> _WHAT YOU SHOULD DO_:
Write out every record in full, exactly as written, please.
---
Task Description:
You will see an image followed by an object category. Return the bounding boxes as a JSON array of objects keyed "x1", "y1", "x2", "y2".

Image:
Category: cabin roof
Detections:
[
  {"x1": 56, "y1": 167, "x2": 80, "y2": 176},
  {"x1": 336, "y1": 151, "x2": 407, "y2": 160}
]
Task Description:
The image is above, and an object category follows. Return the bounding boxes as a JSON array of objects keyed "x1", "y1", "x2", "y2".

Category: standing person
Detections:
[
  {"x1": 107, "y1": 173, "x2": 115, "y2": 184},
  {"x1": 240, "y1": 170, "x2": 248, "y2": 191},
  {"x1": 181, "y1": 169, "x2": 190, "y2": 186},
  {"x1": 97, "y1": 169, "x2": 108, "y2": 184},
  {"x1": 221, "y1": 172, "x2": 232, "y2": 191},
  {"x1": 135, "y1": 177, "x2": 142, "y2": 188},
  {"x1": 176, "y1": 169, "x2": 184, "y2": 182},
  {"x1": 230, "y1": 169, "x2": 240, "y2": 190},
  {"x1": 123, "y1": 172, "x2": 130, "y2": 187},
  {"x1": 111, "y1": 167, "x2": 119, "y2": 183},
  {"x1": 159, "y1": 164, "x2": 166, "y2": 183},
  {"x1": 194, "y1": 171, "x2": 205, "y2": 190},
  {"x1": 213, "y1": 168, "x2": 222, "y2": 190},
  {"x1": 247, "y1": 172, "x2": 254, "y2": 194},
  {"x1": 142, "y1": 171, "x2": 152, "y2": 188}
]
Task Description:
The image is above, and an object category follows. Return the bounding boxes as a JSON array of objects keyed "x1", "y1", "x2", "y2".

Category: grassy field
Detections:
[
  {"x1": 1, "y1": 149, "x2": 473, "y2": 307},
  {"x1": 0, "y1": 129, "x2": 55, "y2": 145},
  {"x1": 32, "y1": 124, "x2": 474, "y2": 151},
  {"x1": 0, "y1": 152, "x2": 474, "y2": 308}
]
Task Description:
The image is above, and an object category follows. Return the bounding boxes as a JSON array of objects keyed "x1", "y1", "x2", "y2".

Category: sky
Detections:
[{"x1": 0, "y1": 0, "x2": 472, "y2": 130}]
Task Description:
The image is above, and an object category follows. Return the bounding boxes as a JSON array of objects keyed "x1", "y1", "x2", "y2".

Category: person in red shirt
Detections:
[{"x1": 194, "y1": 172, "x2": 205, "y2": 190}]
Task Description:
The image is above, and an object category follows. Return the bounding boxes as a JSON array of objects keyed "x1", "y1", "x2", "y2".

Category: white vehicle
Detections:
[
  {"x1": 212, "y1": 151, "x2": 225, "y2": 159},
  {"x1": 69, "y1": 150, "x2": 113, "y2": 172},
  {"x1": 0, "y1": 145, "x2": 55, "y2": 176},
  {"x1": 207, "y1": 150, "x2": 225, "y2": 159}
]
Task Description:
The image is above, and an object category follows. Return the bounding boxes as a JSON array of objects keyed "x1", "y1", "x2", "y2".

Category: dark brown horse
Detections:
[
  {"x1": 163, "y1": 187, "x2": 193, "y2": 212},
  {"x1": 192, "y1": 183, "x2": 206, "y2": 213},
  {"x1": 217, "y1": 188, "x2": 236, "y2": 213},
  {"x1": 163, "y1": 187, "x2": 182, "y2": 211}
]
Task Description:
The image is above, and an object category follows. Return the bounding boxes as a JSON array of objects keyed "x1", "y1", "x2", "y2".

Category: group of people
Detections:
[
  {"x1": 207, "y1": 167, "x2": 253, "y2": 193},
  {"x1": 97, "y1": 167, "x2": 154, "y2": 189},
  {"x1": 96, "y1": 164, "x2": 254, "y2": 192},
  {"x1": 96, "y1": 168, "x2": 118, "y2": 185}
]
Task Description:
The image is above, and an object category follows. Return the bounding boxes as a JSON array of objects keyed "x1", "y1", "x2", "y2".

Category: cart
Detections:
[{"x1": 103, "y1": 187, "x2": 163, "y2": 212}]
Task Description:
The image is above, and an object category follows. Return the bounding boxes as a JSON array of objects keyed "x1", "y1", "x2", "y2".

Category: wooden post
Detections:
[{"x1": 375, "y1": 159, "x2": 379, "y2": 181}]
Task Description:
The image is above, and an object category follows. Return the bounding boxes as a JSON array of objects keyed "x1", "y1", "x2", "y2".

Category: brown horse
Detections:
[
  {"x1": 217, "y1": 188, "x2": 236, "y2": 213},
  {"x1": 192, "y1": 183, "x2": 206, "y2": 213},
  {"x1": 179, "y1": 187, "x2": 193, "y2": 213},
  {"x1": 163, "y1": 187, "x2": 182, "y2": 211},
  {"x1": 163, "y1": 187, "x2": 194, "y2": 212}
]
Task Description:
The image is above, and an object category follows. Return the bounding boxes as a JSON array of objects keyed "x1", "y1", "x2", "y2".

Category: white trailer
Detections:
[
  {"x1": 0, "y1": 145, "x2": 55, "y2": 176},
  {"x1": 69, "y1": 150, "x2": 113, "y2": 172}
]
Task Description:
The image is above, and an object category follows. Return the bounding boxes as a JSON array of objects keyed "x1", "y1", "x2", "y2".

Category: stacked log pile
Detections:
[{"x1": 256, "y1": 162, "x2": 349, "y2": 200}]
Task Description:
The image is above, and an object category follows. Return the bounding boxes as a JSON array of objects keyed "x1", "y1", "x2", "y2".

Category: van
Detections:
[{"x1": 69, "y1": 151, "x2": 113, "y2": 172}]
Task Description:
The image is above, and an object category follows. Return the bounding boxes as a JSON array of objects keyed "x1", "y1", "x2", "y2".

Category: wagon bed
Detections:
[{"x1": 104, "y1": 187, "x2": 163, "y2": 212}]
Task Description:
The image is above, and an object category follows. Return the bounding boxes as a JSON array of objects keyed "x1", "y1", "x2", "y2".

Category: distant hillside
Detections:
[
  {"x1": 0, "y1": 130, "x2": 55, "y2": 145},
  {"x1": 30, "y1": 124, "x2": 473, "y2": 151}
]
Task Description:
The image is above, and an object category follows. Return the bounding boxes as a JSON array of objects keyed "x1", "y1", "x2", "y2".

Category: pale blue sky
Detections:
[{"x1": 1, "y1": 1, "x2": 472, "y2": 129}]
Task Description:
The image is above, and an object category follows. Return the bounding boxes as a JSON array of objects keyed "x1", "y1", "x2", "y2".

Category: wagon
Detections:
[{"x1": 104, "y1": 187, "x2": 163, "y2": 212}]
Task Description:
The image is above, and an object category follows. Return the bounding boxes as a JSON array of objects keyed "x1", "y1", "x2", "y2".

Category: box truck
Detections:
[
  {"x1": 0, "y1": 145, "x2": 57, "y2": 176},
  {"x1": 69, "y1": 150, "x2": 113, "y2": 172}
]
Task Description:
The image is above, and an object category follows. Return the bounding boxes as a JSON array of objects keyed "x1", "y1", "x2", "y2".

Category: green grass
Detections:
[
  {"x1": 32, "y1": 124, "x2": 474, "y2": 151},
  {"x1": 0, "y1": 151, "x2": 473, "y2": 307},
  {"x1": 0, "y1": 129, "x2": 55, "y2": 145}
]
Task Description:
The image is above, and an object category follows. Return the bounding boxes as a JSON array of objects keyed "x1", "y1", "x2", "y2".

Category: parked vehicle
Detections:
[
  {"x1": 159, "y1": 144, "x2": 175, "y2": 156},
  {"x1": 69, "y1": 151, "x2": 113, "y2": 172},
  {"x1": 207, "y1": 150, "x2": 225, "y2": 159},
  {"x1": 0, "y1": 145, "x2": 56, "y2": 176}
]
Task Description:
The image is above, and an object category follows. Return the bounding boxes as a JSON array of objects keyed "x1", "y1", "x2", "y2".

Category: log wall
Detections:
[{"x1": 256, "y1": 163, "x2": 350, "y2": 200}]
---
> _ANSWER SPACE_:
Task Description:
You will see an image followed by an object category. Return the bounding boxes as a JSON array of objects keyed "x1", "y1", "x2", "y2".

Image:
Category: cabin roof
Detections:
[
  {"x1": 56, "y1": 167, "x2": 80, "y2": 176},
  {"x1": 336, "y1": 151, "x2": 407, "y2": 160}
]
Task Description:
The image is above, and an object category follows. Return the bounding boxes as a JSON array of objects keyed "x1", "y1", "x2", "y2".

Category: standing person
Detections:
[
  {"x1": 107, "y1": 173, "x2": 115, "y2": 184},
  {"x1": 240, "y1": 170, "x2": 248, "y2": 191},
  {"x1": 181, "y1": 169, "x2": 190, "y2": 186},
  {"x1": 97, "y1": 169, "x2": 108, "y2": 184},
  {"x1": 221, "y1": 172, "x2": 232, "y2": 191},
  {"x1": 135, "y1": 177, "x2": 142, "y2": 188},
  {"x1": 176, "y1": 169, "x2": 184, "y2": 182},
  {"x1": 230, "y1": 169, "x2": 240, "y2": 190},
  {"x1": 123, "y1": 172, "x2": 130, "y2": 187},
  {"x1": 111, "y1": 167, "x2": 119, "y2": 183},
  {"x1": 159, "y1": 164, "x2": 166, "y2": 183},
  {"x1": 194, "y1": 171, "x2": 205, "y2": 190},
  {"x1": 213, "y1": 168, "x2": 222, "y2": 190},
  {"x1": 247, "y1": 172, "x2": 254, "y2": 194},
  {"x1": 142, "y1": 171, "x2": 152, "y2": 188}
]
Task Description:
The image is above, and an object category follows. Return the bounding boxes as a JSON array of objects keyed "x1", "y1", "x2", "y2".

Category: grassy field
Detections:
[
  {"x1": 1, "y1": 149, "x2": 473, "y2": 307},
  {"x1": 0, "y1": 129, "x2": 55, "y2": 145},
  {"x1": 32, "y1": 124, "x2": 474, "y2": 151},
  {"x1": 0, "y1": 152, "x2": 474, "y2": 308}
]
Task Description:
The image is above, and an object category follows. Return the bounding boxes as a JSON array of objects keyed "x1", "y1", "x2", "y2".

Category: sky
Detections:
[{"x1": 0, "y1": 0, "x2": 472, "y2": 130}]
Task Description:
The image is above, and an object category follows. Return the bounding boxes as a JSON array of objects keyed "x1", "y1", "x2", "y2".

Category: person in red shirt
Detections:
[{"x1": 194, "y1": 172, "x2": 205, "y2": 190}]
Task Description:
The image is above, and an object category follows. Return the bounding boxes as a JSON array of objects keyed "x1", "y1", "x2", "y2".

Category: white vehicle
Detections:
[
  {"x1": 212, "y1": 151, "x2": 225, "y2": 159},
  {"x1": 69, "y1": 150, "x2": 113, "y2": 172},
  {"x1": 0, "y1": 145, "x2": 55, "y2": 176},
  {"x1": 207, "y1": 150, "x2": 225, "y2": 159}
]
Task Description:
The image is above, and an object category follows. Return the bounding boxes as a JSON array of objects keyed "x1", "y1", "x2", "y2".

Category: dark brown horse
Detections:
[
  {"x1": 163, "y1": 187, "x2": 193, "y2": 212},
  {"x1": 192, "y1": 183, "x2": 206, "y2": 213},
  {"x1": 217, "y1": 188, "x2": 236, "y2": 213},
  {"x1": 163, "y1": 187, "x2": 182, "y2": 211}
]
Task Description:
The image is above, and an object category follows. Return the bounding boxes as a JSON array of objects keyed "x1", "y1", "x2", "y2".

Category: group of people
Detections:
[
  {"x1": 207, "y1": 167, "x2": 253, "y2": 193},
  {"x1": 97, "y1": 167, "x2": 154, "y2": 189},
  {"x1": 96, "y1": 164, "x2": 254, "y2": 192},
  {"x1": 96, "y1": 168, "x2": 118, "y2": 185}
]
Task Description:
The image is above, and an object category follows. Return the bounding boxes as a JSON array of objects keyed "x1", "y1", "x2", "y2".

Category: cart
Detections:
[{"x1": 103, "y1": 187, "x2": 163, "y2": 212}]
Task Description:
The image is above, and an object category follows. Return the bounding boxes as a JSON array of objects keyed "x1", "y1", "x2", "y2".

Category: wooden post
Detections:
[{"x1": 375, "y1": 159, "x2": 379, "y2": 181}]
Task Description:
The image is above, and an object category follows. Return the bounding boxes as a JSON array of objects keyed "x1", "y1", "x2", "y2".

Category: brown horse
Detections:
[
  {"x1": 217, "y1": 188, "x2": 236, "y2": 213},
  {"x1": 192, "y1": 183, "x2": 206, "y2": 213},
  {"x1": 179, "y1": 187, "x2": 193, "y2": 213},
  {"x1": 163, "y1": 187, "x2": 182, "y2": 211},
  {"x1": 163, "y1": 187, "x2": 194, "y2": 212}
]
Task Description:
The image is above, and an object category follows. Return the bounding boxes as a JSON array of objects keyed "x1", "y1", "x2", "y2".

Category: white trailer
Detections:
[
  {"x1": 0, "y1": 145, "x2": 55, "y2": 176},
  {"x1": 69, "y1": 150, "x2": 113, "y2": 172}
]
Task Description:
The image is above, and an object category follows. Return the bounding boxes as a JSON array of objects keyed "x1", "y1", "x2", "y2".

Category: stacked log pile
Detections:
[{"x1": 256, "y1": 162, "x2": 349, "y2": 200}]
Task Description:
The image is above, and an object category follows. Return the bounding boxes as a JSON array of objects keyed "x1", "y1", "x2", "y2".

Category: van
Detections:
[{"x1": 69, "y1": 151, "x2": 113, "y2": 172}]
Task Description:
The image is above, and an object category follows. Return the bounding boxes as a JSON array of objects keyed "x1", "y1", "x2", "y2".

Category: wagon bed
Detections:
[{"x1": 104, "y1": 187, "x2": 163, "y2": 212}]
Task Description:
The image is above, and an object category follows. Return the bounding boxes as a JSON array of objects keyed "x1", "y1", "x2", "y2".

Category: distant hillside
Detections:
[
  {"x1": 0, "y1": 130, "x2": 55, "y2": 145},
  {"x1": 30, "y1": 124, "x2": 473, "y2": 151}
]
Task Description:
The image is above, and an object category follows. Return the bounding boxes as a JSON array of objects keyed "x1", "y1", "x2", "y2".

Category: pale blue sky
Detections:
[{"x1": 1, "y1": 1, "x2": 472, "y2": 129}]
Task Description:
The image is above, and an object category follows. Return the bounding boxes as a JSON array of objects keyed "x1", "y1", "x2", "y2".

Category: wagon
Detections:
[{"x1": 104, "y1": 187, "x2": 163, "y2": 212}]
Task Description:
The image is above, and an object category follows. Return the bounding boxes as a JSON array of objects keyed "x1", "y1", "x2", "y2".

Category: box truck
Detections:
[
  {"x1": 0, "y1": 145, "x2": 57, "y2": 176},
  {"x1": 69, "y1": 150, "x2": 113, "y2": 172}
]
Task Description:
The image is above, and an object category follows. Return the bounding boxes as a JSON array of objects keyed "x1", "y1", "x2", "y2".

Category: green grass
Detections:
[
  {"x1": 32, "y1": 124, "x2": 474, "y2": 151},
  {"x1": 0, "y1": 151, "x2": 473, "y2": 307},
  {"x1": 0, "y1": 129, "x2": 55, "y2": 145}
]
Task Description:
The image is above, and an object category follows. Return the bounding boxes as a JSON array of objects keyed "x1", "y1", "x2", "y2".

Category: parked vehicle
Detections:
[
  {"x1": 159, "y1": 144, "x2": 175, "y2": 156},
  {"x1": 69, "y1": 151, "x2": 113, "y2": 172},
  {"x1": 207, "y1": 150, "x2": 225, "y2": 159},
  {"x1": 0, "y1": 145, "x2": 56, "y2": 176}
]
Task Description:
The image is above, and an object category follows. Return the bounding boxes as a JSON array of objects keyed "x1", "y1", "x2", "y2".

Category: log wall
Detections:
[{"x1": 256, "y1": 163, "x2": 350, "y2": 200}]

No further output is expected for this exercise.